● **Available records**
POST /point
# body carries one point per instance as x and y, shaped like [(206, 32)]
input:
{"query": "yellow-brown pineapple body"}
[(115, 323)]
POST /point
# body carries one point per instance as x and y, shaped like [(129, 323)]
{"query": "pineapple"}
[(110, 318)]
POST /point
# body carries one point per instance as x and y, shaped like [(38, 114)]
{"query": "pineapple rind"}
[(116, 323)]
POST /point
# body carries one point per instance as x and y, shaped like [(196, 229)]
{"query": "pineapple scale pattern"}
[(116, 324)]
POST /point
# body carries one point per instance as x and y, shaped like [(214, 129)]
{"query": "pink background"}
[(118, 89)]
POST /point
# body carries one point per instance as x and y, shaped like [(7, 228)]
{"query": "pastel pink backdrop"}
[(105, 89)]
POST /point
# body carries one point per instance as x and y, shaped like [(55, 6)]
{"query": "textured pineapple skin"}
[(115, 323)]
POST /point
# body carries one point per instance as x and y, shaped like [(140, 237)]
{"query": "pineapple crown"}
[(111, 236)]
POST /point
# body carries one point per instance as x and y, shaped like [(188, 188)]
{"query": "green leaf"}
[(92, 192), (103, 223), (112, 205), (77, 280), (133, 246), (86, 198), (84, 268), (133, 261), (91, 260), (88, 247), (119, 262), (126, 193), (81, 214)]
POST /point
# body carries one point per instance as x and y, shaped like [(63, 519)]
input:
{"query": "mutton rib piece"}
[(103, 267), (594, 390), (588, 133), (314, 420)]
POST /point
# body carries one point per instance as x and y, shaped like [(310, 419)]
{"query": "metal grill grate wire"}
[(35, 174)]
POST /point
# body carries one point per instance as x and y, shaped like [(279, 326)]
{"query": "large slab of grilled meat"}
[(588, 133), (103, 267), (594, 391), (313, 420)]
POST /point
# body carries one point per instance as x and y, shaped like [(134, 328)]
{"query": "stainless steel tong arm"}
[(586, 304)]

● **Task to carry out**
Type out the entries again, word for word.

● **Full response**
POST /point
# body carries one point per instance as x and y, shaped like [(206, 32)]
input:
{"query": "yellow-brown pineapple body"}
[(115, 323)]
POST /point
# body carries one point per instance as x and y, shaped like [(129, 323)]
{"query": "pineapple"}
[(110, 318)]
POST /point
# body carries one point per instance as x and y, shaped like [(38, 114)]
{"query": "pineapple rind"}
[(116, 323)]
POST /point
# body carries one point per instance as x and y, shaped like [(196, 229)]
{"query": "pineapple scale pattern"}
[(116, 324)]
POST /point
# body carries one point per instance as x and y, shaped like [(214, 129)]
{"query": "pink background"}
[(118, 89)]
POST /point
# body carries one point per instance as x and y, shaped like [(7, 228)]
{"query": "pastel pink backdrop"}
[(105, 89)]
POST /point
# body carries one point per instance as x and y, shaped like [(55, 6)]
{"query": "textured pineapple skin"}
[(115, 323)]
POST /point
# body carries one point per instance as x and y, shaped like [(140, 237)]
{"query": "pineapple crown"}
[(111, 236)]
POST /point
# body carries one point per instance as x and y, shaped like [(188, 188)]
{"query": "green leaf"}
[(92, 192), (103, 223), (112, 205), (77, 280), (133, 246), (86, 198), (84, 268), (133, 261), (91, 260), (88, 247), (119, 262), (126, 193), (81, 214)]
POST /point
# body carries one point per instance as x and y, shaped like [(63, 519)]
input:
{"query": "mutton rib piece"}
[(103, 267), (594, 390), (588, 133), (314, 420)]
POST /point
# body carries one point per instance as x and y, shaped like [(310, 419)]
{"query": "metal grill grate wire"}
[(35, 174)]
POST /point
# body carries one point per instance as x and y, shaped like [(279, 326)]
{"query": "large slab of grilled meat"}
[(588, 133), (103, 267), (594, 391), (313, 420)]
POST /point
# body carries one point per instance as x and y, shaped like [(134, 328)]
{"query": "stainless steel tong arm"}
[(586, 304)]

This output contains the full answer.